* Work to complete *
Output nothing but the line containing "Provide the outline of every instance of the red" and the lines after it through the end of the material below, each reproduced exactly.
- - - -
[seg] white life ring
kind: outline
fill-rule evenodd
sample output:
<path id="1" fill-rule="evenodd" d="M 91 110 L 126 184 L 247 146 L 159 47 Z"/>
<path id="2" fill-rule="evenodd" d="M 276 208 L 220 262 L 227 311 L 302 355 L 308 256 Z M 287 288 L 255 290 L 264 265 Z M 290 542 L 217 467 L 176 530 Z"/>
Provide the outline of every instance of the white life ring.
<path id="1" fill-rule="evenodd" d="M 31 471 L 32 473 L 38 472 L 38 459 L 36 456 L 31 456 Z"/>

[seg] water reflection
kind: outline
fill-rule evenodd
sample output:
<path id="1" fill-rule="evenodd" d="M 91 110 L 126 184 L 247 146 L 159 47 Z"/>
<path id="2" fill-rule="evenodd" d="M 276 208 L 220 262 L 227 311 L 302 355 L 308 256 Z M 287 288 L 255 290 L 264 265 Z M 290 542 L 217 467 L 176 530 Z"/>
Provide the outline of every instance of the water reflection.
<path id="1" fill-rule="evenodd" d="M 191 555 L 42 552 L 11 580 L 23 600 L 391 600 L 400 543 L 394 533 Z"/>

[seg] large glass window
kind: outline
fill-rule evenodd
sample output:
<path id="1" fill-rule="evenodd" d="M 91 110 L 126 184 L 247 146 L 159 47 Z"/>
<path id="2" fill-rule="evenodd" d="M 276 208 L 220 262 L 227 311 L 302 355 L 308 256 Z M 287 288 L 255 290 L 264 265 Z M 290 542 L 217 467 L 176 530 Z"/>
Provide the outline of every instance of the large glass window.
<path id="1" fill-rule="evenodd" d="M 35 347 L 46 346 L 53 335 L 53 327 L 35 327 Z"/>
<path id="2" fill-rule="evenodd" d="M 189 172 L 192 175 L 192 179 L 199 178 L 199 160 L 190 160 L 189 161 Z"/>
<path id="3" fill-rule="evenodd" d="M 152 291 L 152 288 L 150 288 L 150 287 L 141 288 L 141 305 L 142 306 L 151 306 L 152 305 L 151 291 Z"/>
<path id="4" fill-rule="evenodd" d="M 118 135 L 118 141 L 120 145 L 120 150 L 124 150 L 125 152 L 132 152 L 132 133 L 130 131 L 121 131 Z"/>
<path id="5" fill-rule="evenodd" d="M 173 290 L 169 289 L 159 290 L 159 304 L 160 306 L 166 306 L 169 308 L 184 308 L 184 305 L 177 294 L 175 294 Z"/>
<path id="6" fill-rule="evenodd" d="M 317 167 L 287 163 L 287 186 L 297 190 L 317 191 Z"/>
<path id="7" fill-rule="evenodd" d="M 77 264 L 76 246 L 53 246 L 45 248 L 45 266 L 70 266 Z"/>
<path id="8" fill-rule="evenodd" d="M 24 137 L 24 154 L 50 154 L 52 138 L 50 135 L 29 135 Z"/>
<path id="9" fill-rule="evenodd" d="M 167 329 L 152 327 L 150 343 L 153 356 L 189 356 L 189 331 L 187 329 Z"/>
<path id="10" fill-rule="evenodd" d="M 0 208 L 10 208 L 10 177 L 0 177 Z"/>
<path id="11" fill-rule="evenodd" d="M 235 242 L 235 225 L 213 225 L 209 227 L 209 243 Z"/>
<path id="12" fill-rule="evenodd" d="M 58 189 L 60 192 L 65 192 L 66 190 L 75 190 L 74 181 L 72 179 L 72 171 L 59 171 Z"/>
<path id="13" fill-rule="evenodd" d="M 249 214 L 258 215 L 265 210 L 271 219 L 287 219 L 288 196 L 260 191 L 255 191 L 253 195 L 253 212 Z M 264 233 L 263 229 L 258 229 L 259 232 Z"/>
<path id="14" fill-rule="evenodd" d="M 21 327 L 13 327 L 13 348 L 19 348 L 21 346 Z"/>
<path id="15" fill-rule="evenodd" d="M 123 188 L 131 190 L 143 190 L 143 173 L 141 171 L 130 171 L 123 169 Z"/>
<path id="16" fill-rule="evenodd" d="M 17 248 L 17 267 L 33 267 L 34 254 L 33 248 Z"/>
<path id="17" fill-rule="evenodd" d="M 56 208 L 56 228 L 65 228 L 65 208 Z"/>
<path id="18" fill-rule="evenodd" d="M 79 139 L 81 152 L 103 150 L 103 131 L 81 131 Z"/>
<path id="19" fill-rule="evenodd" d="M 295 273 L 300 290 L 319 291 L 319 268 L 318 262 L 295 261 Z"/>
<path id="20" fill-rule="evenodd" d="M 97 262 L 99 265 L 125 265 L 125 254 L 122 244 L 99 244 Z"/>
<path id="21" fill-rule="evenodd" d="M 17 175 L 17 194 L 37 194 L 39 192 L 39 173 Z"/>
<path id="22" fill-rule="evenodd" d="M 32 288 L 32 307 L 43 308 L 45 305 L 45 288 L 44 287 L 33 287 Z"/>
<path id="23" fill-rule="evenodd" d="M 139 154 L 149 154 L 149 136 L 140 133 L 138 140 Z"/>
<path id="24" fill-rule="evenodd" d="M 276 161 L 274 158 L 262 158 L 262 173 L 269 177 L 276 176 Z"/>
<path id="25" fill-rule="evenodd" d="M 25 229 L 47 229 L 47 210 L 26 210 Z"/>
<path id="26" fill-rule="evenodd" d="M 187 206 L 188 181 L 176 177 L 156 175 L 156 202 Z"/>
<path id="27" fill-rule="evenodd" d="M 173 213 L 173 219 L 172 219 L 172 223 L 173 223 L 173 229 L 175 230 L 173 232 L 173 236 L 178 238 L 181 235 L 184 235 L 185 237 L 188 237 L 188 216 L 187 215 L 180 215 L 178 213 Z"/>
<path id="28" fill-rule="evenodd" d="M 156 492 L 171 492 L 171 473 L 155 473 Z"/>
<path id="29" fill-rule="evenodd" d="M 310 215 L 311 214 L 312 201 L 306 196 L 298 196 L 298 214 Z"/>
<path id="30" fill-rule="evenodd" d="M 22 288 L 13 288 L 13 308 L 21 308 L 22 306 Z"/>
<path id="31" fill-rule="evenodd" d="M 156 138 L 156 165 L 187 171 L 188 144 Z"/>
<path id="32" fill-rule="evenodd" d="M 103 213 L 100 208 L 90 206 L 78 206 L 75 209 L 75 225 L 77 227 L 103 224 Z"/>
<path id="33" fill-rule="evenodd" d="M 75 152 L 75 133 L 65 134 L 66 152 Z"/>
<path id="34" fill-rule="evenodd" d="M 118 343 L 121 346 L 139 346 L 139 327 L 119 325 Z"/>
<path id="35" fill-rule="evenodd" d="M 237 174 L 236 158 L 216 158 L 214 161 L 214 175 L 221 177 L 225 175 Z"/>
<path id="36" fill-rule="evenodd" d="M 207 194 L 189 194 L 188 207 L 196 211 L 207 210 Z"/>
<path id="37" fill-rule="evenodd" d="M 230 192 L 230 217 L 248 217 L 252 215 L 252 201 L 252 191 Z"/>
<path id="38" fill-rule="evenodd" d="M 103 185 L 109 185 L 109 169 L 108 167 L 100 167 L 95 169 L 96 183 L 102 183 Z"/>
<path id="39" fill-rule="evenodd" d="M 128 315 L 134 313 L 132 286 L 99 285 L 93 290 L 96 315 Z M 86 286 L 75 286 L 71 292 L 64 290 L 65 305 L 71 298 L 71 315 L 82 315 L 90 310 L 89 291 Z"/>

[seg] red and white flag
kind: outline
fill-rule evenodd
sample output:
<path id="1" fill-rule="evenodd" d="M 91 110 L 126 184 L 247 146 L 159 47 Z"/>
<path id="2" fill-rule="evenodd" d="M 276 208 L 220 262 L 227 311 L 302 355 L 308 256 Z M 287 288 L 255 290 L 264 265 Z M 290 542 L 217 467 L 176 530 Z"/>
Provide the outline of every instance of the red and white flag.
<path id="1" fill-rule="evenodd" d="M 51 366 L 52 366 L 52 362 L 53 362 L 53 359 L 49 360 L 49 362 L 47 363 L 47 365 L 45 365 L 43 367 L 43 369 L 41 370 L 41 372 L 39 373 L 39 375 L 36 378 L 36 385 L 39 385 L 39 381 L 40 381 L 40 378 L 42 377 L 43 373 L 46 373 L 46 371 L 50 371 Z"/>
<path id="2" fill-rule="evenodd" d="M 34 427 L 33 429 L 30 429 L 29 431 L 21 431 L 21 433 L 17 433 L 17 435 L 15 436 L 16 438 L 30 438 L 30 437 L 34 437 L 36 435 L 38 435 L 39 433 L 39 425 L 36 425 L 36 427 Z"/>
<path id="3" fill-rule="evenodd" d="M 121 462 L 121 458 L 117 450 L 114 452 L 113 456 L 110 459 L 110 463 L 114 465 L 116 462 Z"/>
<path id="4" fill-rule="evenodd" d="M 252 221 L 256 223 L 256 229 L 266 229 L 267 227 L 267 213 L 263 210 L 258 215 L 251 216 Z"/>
- - - -
* Problem solution *
Provide the outline of every instance of the red and white flag.
<path id="1" fill-rule="evenodd" d="M 51 366 L 52 366 L 52 362 L 53 362 L 53 359 L 49 360 L 49 362 L 47 363 L 47 365 L 45 365 L 43 367 L 43 369 L 41 370 L 41 372 L 39 373 L 39 375 L 36 378 L 36 385 L 39 385 L 39 381 L 40 381 L 40 378 L 42 377 L 43 373 L 46 373 L 46 371 L 50 371 Z"/>
<path id="2" fill-rule="evenodd" d="M 34 427 L 33 429 L 30 429 L 29 431 L 21 431 L 21 433 L 17 433 L 17 435 L 15 436 L 16 438 L 30 438 L 30 437 L 34 437 L 36 435 L 38 435 L 39 433 L 39 425 L 36 425 L 36 427 Z"/>
<path id="3" fill-rule="evenodd" d="M 121 462 L 121 458 L 117 450 L 114 452 L 113 456 L 110 459 L 110 463 L 114 465 L 116 462 Z"/>
<path id="4" fill-rule="evenodd" d="M 252 221 L 256 223 L 256 229 L 266 229 L 267 227 L 267 213 L 263 210 L 258 215 L 251 216 Z"/>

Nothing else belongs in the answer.